Required work: Each line below must be transcribed with no word changed.

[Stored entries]
=== Section Start ===

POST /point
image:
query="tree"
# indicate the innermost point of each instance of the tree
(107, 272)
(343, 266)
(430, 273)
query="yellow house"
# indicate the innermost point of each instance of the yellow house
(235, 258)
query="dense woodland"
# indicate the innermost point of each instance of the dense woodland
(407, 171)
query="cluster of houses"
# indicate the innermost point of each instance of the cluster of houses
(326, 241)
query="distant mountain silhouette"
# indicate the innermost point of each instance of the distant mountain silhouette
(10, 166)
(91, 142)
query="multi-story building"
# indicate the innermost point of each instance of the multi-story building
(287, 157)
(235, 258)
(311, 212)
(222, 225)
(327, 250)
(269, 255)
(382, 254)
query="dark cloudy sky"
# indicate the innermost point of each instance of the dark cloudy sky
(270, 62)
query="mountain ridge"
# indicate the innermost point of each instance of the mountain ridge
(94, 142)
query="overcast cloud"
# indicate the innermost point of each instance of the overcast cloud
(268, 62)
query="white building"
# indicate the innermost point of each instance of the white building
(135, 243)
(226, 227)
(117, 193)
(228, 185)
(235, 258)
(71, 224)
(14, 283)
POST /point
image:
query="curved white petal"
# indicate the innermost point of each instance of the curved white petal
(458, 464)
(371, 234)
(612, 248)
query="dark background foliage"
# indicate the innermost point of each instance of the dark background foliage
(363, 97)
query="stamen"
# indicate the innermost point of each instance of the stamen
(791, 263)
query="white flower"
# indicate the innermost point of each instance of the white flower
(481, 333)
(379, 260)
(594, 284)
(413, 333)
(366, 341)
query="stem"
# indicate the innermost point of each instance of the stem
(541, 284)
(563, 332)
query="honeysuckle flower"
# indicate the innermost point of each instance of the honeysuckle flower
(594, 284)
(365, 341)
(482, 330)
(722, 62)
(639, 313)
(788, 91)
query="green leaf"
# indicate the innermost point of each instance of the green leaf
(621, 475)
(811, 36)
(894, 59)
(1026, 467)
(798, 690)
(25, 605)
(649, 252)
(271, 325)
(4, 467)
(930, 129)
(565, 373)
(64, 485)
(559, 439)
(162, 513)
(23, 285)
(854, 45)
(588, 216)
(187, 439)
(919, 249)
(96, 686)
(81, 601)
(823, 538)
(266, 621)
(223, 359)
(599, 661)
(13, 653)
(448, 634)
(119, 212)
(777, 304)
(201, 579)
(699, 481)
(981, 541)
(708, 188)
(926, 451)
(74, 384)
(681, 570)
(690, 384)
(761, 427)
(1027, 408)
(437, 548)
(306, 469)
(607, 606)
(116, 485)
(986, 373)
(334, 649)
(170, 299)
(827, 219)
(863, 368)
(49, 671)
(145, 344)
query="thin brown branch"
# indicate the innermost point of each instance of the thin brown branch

=== Section End ===

Answer for the task:
POST /point
image:
query="tree"
# indicate the innermost point of each instance of the tree
(107, 272)
(343, 266)
(430, 273)
query="yellow house"
# indicate the innermost point of each instance of the yellow house
(235, 258)
query="dense woodland"
# indicate the innermost point of each instance of the dense woodland
(407, 171)
query="cluster of houses"
# indicate the innermost point of each instance of the cluster of houses
(326, 241)
query="distant mountain silhouette"
# indicate the innermost point of each instance of the distant mountain silhouette
(10, 166)
(91, 142)
query="multi-story building"
# indicate the innermost point of each instance of the multi-story building
(287, 157)
(235, 258)
(311, 212)
(222, 225)
(327, 250)
(269, 255)
(382, 254)
query="dark cloudy sky"
# indicate the innermost point of each instance of the dark cloudy sky
(270, 62)
query="mountain ridge"
# indicate the innermost point of each instance of the mountain ridge
(94, 142)
query="overcast cloud"
# indicate the innermost point of each instance of the overcast cloud
(268, 62)
query="white building"
# indicate the innermost point of each instance of the white building
(135, 243)
(226, 227)
(117, 193)
(228, 185)
(235, 258)
(71, 224)
(14, 283)
POST /point
image:
query="curved white petal"
# indicate the innermost point of each instance of the curved white petal
(458, 464)
(371, 234)
(612, 248)
query="dark background foliage"
# indicate the innermost point of each instance of the dark background foliage
(363, 97)
query="stamen"
# indicate the innermost point of each instance of the stamen
(791, 263)
query="white flower"
# indicate the innermost point of each instance of the white flower
(481, 333)
(379, 260)
(594, 284)
(413, 333)
(366, 341)
query="stem"
# indicate the innermost point of each instance of the stem
(541, 284)
(563, 332)
query="honeysuckle flower"
# indicate the innermost point of each instance of the honeysuckle flower
(594, 284)
(365, 341)
(482, 330)
(722, 62)
(639, 313)
(788, 91)
query="green leaf"
# indicate the innermost point of each instance of the green leaf
(621, 475)
(811, 36)
(894, 59)
(1026, 467)
(798, 690)
(25, 605)
(649, 252)
(271, 325)
(4, 467)
(930, 129)
(565, 373)
(64, 485)
(559, 439)
(162, 513)
(23, 285)
(854, 45)
(588, 216)
(187, 439)
(919, 249)
(96, 686)
(81, 601)
(823, 538)
(266, 621)
(223, 359)
(599, 661)
(13, 653)
(448, 634)
(119, 212)
(777, 304)
(201, 579)
(699, 481)
(981, 541)
(708, 188)
(926, 451)
(74, 384)
(681, 570)
(690, 384)
(761, 427)
(1027, 408)
(437, 548)
(306, 469)
(607, 606)
(116, 485)
(986, 373)
(334, 649)
(170, 299)
(827, 219)
(863, 368)
(49, 671)
(145, 344)
query="thin brown branch"
# indicate the innermost point of each instance of the thin brown branch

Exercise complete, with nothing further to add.